━━━ Extracted entries

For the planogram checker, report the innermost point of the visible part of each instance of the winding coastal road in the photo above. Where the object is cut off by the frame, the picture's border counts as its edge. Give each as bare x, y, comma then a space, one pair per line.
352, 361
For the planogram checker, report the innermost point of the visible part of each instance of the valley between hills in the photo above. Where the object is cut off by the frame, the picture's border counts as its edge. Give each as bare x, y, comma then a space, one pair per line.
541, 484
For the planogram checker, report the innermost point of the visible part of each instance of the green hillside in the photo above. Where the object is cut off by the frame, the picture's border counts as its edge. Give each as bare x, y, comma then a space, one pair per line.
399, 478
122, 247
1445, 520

━━━━━━

» Directions for this task
Set all of the data down again exactly.

» Task response
For the planogram checker, report the innermost point of the visible part of each instance of the winding coastal road in the photo above. Where the object is cut off by the frame, the picture's border counts as its edge. Give each as bare x, y, comma then a space, one pair per line.
352, 361
For the planogram checker, report the innermost point of the visible part of each instance of the valley between hills in the photo above. Where the object is cut off by the frame, the picture's border counts as its edge. Give each as bare x, y, comma then a space, one pair per line.
541, 484
For the planogram checker, report the innermost point of the visible part of each instance of the green hillside in the photo above. Where the object is cut off by the frame, the picture's border counts as its edge. Give each as bare x, y, comma then a space, one pair per line.
399, 478
122, 247
1445, 520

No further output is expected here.